Data records →
* * *
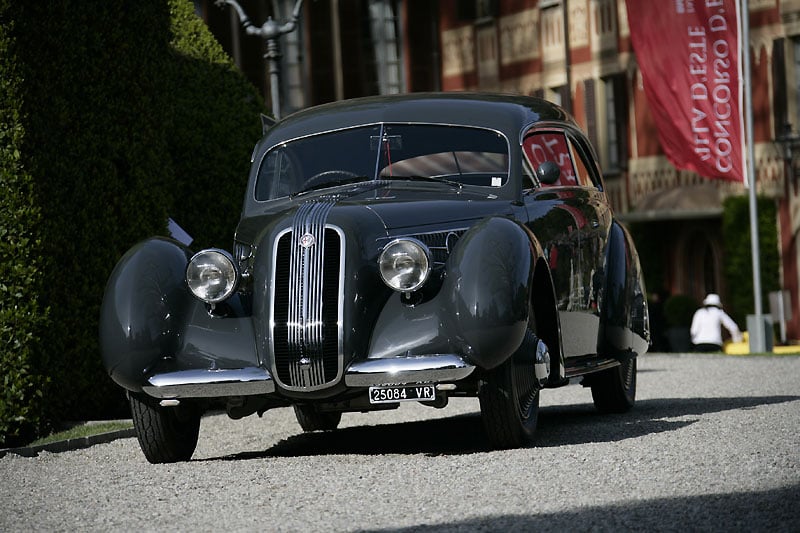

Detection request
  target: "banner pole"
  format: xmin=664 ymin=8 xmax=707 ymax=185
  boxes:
xmin=739 ymin=0 xmax=767 ymax=353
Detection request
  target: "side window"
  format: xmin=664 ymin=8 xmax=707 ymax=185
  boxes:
xmin=522 ymin=131 xmax=585 ymax=187
xmin=570 ymin=141 xmax=594 ymax=187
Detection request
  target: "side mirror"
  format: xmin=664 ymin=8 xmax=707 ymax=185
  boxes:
xmin=536 ymin=161 xmax=561 ymax=185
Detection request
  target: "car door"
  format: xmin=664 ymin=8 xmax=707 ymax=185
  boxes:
xmin=522 ymin=125 xmax=611 ymax=357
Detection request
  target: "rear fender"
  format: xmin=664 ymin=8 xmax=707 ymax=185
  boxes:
xmin=597 ymin=222 xmax=650 ymax=361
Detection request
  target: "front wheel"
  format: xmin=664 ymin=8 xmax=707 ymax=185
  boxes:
xmin=128 ymin=393 xmax=201 ymax=464
xmin=478 ymin=330 xmax=550 ymax=449
xmin=590 ymin=357 xmax=636 ymax=413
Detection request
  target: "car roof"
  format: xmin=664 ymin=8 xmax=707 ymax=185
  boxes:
xmin=261 ymin=92 xmax=574 ymax=146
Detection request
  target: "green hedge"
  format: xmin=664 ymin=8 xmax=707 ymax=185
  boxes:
xmin=0 ymin=0 xmax=47 ymax=446
xmin=0 ymin=0 xmax=263 ymax=444
xmin=722 ymin=196 xmax=780 ymax=328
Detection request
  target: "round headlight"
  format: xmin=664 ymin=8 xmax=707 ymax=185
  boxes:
xmin=186 ymin=250 xmax=239 ymax=304
xmin=378 ymin=239 xmax=431 ymax=292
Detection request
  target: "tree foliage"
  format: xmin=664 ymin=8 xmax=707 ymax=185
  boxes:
xmin=0 ymin=0 xmax=263 ymax=444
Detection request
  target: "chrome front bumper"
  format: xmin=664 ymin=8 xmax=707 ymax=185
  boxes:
xmin=142 ymin=354 xmax=475 ymax=399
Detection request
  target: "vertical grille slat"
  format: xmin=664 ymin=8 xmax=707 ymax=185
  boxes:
xmin=272 ymin=201 xmax=343 ymax=391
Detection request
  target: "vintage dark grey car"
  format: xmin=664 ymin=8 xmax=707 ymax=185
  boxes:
xmin=100 ymin=93 xmax=650 ymax=463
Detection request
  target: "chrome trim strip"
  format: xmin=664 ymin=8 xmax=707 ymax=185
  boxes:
xmin=142 ymin=367 xmax=275 ymax=398
xmin=344 ymin=354 xmax=475 ymax=387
* * *
SHORT TASK → Show every line of the entries above that contains the string "front". Matching is case-sensitive.

RIGHT ANSWER →
  target: "front wheel"
  target: "chrome front bumper"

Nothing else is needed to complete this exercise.